* _Consigne 1_:
D'après l'extrait sur la prophétie ci-dessous, pourquoi Joseph était-il plus prophète que Pharaon ? Répondez en une à trois phrases.

* _Extrait de page_:
================================

20. Il ne saurait donc y avoir de prophétie complète, si la raison ne survenait pour interpréter les signes que l’esprit aperçoit sous une forme sensible : à ce titre ; le don de prophétie consiste plutôt à interpréter une vision qu’à l’avoir. C’est ce qui fait voir que la prophétie se rattache plutôt à la raison qu’à cette faculté inférieure à la raison, où se peignent les ressemblances des réalités corporelles et que nous nommons esprit, spiritus, en prenant ce mot dans un sens particulier. Aussi Joseph comprenant ce que signifiaient les sept vaches et les sept épis, était plutôt prophète que Pharaon qui les avait vus[1] : chez Pharaon, l’esprit avait été modifié pour voir ; chez Joseph, la raison avait été éclairée pour comprendre. L’un avait le don de la langue, l’autre le don de prophétie, en ce sens que l’un pouvait s’imaginer les objets et l’autre interpréter les images. On est donc prophète à un degré inférieur, quand on ne voit que les signes des idées sous des images matérielles représentées dans l’esprit ; à un degré supérieur, quand on a la puissance d’interpréter les signes ; le don de prophétie au degré éminent consisté à voir par l’esprit les symboles des idées et à les comprendre par la pénétration de la raison ; c’est ainsi que la supériorité de Daniel éclata dans l’épreuve à laquelle il fut soumis Il sut tout ensemble révéler au roi le songe qu’il avait eu et lui en expliquer le sens[2]. En effet les images qui composaient ce songe furent gravées dans son esprit, les lumières pour en comprendre la signification éclairèrent sa raison. On reconnaît ici la distinction établie par l’Apôtre.« Je prierai avec esprit, je prierai aussi avec la raison » c’est-à-dire, de telle façon que l’esprit conçoive les images et que la raison en pénètre le sens : voilà pourquoi j’appelle spirituelle la vision qui consiste à nous représenter les choses comme le fait l’imagination en l’absence des objets.

CHAPITRE X. DE LA VISION RATIONNELLE.

================================

* _Données d'entrée_:
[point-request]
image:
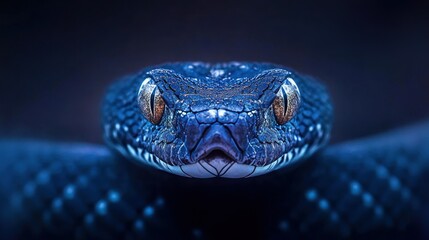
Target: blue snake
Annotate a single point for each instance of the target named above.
(261, 124)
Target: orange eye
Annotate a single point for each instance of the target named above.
(287, 102)
(150, 101)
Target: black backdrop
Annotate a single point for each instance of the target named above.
(57, 58)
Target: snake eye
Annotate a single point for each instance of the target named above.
(287, 101)
(150, 101)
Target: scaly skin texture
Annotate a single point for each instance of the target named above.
(371, 188)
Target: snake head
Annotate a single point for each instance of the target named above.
(229, 120)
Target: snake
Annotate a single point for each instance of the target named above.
(235, 150)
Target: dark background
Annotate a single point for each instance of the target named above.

================================

* _Consigne 2_:
Réécrivez les lignes des enregistrements ci-dessus situées entre celle qui contient « Target: snake eye » et la fin des enregistrements, bornes incluses, sans en omettre aucune et en ne reproduisant que celles-ci. Multipliez par 0,5 chaque coordonnée figurant dans les réponses, puis arrondissez-la à l'entier, les demis étant arrondis vers le haut.

* _Réponse 1_:
Le don de prophétie consiste plutôt à interpréter une vision qu'à l'avoir. Pharaon avait vu les sept vaches et les sept épis parce que son esprit avait été modifié pour voir. Joseph en avait compris le sens parce que sa raison avait été éclairée pour comprendre.

* _Réponse 2_:
Target: snake eye
Annotate a single point for each instance of the target named above.
(144, 51)
(75, 51)
Target: scaly skin texture
Annotate a single point for each instance of the target named above.
(186, 94)
Target: snake head
Annotate a single point for each instance of the target named above.
(115, 60)
Target: snake
Annotate a single point for each instance of the target named above.
(118, 75)
Target: dark background
Annotate a single point for each instance of the target named above.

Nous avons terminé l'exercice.